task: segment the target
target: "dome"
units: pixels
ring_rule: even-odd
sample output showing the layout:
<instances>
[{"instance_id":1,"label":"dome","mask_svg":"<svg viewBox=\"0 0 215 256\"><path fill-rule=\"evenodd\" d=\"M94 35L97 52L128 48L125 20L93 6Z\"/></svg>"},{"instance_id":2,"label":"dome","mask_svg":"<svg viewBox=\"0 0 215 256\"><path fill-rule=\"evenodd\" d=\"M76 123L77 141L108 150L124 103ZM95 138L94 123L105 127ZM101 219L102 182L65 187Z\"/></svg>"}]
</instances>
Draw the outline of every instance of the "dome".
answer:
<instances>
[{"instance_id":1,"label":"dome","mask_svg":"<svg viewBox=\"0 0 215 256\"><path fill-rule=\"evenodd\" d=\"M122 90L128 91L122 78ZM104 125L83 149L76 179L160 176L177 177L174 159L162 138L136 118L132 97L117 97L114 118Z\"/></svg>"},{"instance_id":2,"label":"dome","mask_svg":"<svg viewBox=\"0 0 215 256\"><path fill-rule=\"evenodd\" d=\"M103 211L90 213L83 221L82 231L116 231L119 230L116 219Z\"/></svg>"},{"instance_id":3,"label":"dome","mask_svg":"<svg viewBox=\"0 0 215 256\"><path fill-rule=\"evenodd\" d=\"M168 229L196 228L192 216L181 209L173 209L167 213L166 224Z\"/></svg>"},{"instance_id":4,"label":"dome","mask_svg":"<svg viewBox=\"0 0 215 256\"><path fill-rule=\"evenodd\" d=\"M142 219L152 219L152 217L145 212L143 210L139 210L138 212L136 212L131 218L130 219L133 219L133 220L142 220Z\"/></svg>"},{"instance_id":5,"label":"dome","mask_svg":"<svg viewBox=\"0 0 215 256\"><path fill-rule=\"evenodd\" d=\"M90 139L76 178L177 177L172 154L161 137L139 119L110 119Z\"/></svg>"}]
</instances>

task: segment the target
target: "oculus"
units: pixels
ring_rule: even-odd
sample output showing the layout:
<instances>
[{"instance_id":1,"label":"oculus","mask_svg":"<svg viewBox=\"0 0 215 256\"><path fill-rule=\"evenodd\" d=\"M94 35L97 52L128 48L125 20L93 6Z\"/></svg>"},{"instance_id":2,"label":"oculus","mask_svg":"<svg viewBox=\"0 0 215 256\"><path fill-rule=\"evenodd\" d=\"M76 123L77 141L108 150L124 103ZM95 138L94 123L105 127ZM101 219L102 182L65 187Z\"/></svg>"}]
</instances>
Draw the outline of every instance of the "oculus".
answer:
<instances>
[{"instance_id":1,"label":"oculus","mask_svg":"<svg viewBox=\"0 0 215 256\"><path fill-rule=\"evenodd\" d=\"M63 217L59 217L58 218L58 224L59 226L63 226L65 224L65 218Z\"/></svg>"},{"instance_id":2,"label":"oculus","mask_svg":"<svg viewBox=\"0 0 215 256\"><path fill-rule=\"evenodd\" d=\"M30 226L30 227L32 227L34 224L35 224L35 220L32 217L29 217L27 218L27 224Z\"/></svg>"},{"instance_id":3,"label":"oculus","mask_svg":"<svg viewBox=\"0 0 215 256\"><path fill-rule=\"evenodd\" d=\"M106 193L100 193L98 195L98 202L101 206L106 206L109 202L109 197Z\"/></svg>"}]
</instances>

########################################

EXERCISE OBJECTIVE:
Pick out every line above that contains the word "Draw" and copy each one.

EXPECTED ANSWER:
Draw the outline of every instance of the "dome".
Draw the outline of every instance of the "oculus".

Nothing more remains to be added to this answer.